WHAT IS BEING ASKED: According to the UTAG abstract below, what average improvement does UTAG achieve on cross-domain transfer tasks?

TEXT SHOWN:
__________

WWW2026

UTAG: Leveraging LLM as a Unified Embedding Generator for Text-Attributed Graphs

Mingqian Ding, Jianjun Li, Zhiyuan Ma, Liwei Zhang, Wenqi Yang

摘要

Large Language Models (LLMs) have shown significant potential in handling text-attributed graphs (TAGs). Nevertheless, existing LLM-enhanced approaches for TAG learning mainly utilize LLMs as text augmenters, which not only incur substantial computational overhead but may also introduce noise. In contrast, their capacity as embedding generators remains underutilized. Furthermore, most current methods are designed for specific TAG instances and lack cross-domain transferability. To overcome these limitations, we propose UTAG, a novel framework that leverages LLMs as unified embedding generators. First, we design a dual-view contrastive fine-tuning approach for cross-domain pretraining. The in-domain view promotes local consistency via adaptive positive sample selection, while the cross-domain view establishes alignment through subspace clustering-based cross-domain prototype aggregation. By jointly pretraining on multiple TAG datasets from diverse domains, we obtain a unified LLM encoder that produces transferable representations. Subsequently, we introduce a graph-specific adaptation training technique that implements two-stage dimensionality reduction with carefully designed semantic and Laplacian reconstruction constraints. This allows effective incorporation of structural signals while preserving semantic information to the greatest extent. Additionally, we employ cross-space alignment to further enhance consistency. Extensive experiments demonstrate that UTAG substantially surpasses existing LLM-enhanced methods, achieving an average improvement of 5.9% on cross-domain transfer tasks, which verifies its effectiveness and superiority.

__________

GIVEN ENTRIES:
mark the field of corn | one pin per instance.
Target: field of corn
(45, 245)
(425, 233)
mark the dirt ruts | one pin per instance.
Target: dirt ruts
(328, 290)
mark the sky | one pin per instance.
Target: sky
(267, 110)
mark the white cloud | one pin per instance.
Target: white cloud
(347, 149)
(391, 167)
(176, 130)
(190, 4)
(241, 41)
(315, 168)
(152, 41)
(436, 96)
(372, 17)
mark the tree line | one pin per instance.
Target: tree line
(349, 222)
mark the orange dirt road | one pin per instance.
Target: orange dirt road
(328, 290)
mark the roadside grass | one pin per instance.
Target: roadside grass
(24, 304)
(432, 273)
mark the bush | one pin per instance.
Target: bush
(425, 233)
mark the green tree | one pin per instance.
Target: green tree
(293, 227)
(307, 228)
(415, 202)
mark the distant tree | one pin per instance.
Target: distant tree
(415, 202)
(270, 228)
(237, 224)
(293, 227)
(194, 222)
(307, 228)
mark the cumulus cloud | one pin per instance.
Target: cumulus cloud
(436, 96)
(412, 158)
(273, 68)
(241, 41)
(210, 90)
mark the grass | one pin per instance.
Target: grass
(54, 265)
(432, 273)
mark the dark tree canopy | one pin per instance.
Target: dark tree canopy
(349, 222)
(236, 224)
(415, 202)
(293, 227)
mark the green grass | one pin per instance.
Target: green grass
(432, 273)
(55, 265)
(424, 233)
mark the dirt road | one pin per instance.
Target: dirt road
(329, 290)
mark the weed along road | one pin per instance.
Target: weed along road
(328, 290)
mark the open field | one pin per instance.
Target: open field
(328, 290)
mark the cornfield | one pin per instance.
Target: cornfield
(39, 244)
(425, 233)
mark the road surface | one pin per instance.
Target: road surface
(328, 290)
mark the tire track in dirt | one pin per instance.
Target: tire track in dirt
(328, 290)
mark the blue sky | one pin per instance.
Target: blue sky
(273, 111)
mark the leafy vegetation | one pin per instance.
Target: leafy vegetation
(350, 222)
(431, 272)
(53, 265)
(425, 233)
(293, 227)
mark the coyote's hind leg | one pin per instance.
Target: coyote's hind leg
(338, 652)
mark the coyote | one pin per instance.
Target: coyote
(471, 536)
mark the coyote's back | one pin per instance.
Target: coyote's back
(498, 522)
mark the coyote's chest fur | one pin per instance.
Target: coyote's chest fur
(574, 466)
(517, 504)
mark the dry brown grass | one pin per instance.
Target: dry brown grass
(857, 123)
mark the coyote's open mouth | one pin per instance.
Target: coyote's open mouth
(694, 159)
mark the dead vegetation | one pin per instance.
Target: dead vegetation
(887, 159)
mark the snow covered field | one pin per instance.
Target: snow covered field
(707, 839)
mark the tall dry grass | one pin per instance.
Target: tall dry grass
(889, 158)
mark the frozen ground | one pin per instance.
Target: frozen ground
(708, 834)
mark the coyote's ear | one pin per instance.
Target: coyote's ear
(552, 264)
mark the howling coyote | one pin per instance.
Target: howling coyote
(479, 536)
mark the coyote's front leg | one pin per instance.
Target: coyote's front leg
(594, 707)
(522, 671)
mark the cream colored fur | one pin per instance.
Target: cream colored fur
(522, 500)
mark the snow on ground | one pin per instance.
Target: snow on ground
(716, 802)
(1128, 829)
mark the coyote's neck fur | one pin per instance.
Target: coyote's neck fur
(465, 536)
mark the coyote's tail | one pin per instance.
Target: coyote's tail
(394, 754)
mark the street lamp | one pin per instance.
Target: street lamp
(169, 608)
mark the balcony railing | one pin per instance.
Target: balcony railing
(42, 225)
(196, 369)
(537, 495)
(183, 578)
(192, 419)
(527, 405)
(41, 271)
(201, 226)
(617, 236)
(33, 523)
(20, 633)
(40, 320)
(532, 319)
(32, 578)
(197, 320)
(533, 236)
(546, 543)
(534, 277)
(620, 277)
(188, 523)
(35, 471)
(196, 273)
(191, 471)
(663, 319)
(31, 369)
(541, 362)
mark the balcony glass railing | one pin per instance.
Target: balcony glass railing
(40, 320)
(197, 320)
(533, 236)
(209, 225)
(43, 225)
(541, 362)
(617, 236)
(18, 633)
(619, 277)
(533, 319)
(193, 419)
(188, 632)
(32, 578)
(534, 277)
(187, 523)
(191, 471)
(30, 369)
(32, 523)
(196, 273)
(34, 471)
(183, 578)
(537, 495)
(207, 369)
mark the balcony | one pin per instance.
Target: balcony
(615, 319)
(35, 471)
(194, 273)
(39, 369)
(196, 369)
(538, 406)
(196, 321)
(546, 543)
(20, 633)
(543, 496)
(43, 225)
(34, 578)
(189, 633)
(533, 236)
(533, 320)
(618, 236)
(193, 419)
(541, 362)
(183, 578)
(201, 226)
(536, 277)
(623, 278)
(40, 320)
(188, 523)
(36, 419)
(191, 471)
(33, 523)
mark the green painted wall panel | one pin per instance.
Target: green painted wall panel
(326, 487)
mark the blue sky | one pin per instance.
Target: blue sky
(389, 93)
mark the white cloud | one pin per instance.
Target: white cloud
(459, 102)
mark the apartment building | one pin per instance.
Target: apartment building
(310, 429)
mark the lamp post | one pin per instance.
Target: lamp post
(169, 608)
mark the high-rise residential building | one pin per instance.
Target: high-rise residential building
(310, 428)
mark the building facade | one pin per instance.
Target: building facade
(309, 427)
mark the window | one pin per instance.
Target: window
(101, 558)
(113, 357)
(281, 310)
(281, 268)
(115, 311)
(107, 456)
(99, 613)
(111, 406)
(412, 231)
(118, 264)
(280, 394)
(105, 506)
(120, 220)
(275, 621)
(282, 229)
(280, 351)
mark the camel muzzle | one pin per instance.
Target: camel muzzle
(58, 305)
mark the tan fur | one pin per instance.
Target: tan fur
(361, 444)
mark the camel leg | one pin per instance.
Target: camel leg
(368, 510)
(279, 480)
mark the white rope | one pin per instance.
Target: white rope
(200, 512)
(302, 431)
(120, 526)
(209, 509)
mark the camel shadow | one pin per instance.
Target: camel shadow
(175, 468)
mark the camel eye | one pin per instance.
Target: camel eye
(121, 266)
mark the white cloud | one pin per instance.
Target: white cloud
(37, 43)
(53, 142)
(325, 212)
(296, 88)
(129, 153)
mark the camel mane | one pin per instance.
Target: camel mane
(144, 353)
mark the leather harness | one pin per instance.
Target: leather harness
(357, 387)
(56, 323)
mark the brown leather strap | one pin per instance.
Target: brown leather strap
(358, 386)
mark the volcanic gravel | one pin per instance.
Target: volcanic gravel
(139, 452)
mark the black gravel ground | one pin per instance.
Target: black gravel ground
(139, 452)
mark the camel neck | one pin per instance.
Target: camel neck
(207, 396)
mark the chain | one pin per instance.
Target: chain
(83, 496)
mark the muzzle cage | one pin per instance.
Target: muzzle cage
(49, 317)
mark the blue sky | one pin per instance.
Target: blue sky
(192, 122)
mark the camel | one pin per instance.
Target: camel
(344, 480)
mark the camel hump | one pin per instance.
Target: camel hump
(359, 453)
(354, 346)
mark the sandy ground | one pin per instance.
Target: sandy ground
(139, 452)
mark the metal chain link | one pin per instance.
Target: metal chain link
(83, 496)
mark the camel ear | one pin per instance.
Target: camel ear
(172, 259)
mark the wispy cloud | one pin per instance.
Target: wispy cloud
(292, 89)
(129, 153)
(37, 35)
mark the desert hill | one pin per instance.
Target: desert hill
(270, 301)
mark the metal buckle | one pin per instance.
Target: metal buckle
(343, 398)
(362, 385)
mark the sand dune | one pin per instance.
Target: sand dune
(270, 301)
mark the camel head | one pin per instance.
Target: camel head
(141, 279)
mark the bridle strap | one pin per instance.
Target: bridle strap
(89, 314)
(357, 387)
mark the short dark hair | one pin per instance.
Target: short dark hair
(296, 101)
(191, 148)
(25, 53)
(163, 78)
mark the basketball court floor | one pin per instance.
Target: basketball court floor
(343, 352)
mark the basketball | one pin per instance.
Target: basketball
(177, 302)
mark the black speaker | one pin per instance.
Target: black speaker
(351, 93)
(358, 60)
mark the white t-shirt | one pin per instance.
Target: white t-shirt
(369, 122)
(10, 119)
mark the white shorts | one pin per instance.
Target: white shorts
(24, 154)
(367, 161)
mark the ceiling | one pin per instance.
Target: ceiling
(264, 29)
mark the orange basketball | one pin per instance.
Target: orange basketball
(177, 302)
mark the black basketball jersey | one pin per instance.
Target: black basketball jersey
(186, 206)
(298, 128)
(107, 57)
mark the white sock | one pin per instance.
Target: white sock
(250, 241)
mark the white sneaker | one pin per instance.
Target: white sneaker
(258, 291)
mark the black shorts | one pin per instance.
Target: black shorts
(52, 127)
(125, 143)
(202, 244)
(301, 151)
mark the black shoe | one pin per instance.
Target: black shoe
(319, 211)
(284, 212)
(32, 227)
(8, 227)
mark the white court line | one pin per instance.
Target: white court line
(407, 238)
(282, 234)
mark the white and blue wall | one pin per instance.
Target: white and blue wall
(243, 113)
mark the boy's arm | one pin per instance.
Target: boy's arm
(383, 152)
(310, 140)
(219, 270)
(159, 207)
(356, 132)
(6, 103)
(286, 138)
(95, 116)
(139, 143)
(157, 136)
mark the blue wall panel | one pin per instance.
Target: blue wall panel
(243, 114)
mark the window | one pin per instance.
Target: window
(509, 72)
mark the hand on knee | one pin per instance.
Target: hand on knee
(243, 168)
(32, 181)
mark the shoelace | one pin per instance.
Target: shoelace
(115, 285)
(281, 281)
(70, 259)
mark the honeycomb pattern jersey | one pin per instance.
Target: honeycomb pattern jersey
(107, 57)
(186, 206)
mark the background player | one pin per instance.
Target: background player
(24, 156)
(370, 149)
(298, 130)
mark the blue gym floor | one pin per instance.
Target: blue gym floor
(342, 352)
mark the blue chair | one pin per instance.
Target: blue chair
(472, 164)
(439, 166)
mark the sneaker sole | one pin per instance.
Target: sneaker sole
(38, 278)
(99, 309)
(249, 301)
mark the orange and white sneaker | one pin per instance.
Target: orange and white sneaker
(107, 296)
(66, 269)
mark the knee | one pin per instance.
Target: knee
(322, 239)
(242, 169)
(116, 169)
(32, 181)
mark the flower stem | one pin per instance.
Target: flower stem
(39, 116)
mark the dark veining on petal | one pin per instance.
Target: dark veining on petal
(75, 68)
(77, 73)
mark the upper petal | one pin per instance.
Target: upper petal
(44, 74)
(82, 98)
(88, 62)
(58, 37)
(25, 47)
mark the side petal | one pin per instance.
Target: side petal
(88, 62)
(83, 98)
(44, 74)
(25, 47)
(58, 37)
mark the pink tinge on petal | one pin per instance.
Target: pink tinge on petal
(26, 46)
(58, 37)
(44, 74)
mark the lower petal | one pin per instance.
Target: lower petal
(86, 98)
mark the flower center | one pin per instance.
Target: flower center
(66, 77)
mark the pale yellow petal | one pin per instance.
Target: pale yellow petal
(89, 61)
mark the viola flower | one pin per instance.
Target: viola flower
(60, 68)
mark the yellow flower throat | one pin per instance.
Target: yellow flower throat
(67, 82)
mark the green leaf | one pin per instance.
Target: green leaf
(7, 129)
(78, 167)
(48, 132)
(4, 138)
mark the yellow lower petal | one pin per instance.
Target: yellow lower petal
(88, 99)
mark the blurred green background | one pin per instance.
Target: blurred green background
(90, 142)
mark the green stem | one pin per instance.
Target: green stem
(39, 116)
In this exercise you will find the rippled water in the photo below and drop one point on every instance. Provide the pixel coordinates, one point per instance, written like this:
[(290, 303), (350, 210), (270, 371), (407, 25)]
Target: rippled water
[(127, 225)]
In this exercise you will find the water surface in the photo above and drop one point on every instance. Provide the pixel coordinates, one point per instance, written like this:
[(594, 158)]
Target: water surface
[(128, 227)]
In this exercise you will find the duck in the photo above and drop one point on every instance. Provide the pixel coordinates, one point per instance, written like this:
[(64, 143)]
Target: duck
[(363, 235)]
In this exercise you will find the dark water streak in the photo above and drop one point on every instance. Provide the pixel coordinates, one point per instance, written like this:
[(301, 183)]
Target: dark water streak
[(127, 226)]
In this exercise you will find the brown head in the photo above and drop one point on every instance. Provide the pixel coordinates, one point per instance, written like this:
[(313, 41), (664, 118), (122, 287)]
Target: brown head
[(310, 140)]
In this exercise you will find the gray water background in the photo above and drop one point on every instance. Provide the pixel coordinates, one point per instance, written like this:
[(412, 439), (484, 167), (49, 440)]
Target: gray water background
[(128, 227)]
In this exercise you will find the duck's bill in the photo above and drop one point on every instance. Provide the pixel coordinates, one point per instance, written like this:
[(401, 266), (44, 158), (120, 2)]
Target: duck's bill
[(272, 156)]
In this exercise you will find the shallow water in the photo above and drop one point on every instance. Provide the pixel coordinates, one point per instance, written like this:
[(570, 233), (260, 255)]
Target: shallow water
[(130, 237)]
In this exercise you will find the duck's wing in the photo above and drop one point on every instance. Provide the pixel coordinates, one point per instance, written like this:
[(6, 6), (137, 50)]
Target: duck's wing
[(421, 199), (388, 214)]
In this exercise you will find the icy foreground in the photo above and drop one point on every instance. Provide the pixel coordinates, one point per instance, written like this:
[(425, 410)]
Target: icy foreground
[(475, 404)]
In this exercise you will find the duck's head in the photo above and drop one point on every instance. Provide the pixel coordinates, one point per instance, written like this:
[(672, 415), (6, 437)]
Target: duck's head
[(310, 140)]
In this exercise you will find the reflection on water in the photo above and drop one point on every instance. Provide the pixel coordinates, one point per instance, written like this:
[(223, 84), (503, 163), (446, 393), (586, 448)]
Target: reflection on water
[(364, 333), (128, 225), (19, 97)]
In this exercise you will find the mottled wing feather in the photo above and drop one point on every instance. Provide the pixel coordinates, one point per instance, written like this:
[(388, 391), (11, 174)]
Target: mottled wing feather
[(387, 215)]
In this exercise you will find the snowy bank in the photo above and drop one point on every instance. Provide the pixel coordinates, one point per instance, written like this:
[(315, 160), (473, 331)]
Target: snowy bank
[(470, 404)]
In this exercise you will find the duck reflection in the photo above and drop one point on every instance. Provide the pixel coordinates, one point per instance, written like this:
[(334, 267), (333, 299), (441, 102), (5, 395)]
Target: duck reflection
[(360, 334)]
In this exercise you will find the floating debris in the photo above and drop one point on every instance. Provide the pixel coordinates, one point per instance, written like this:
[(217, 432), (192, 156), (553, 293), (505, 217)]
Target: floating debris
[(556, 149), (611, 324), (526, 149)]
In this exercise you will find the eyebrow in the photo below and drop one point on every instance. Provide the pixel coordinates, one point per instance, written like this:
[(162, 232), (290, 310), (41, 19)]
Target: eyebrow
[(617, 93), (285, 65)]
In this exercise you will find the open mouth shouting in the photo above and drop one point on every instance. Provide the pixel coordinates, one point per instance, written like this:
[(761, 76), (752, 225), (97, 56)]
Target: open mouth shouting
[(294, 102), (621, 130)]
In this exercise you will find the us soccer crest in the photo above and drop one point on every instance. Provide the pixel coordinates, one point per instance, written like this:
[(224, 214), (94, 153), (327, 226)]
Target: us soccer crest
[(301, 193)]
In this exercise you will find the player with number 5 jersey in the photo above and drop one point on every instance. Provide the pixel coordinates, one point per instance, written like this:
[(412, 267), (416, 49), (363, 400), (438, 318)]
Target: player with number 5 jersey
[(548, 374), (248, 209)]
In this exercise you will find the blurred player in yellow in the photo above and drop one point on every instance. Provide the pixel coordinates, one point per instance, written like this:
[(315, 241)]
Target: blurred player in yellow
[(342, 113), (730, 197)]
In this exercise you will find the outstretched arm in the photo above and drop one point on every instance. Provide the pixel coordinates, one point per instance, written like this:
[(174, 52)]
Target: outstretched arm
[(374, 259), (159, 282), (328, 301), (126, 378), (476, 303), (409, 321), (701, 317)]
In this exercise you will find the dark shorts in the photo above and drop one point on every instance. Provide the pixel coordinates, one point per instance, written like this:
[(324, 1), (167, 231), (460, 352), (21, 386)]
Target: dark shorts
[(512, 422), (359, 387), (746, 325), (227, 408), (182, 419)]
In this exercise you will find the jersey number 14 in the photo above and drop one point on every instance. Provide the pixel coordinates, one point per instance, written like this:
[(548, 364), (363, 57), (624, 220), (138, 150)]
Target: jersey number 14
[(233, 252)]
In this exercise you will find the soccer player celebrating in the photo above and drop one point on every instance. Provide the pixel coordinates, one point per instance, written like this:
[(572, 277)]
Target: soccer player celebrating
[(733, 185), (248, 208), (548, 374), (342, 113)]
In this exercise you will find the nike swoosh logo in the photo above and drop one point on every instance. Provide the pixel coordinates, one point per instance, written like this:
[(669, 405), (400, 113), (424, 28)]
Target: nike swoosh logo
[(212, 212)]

__________

ANSWER TO THIS PROBLEM: An average improvement of 5.9%.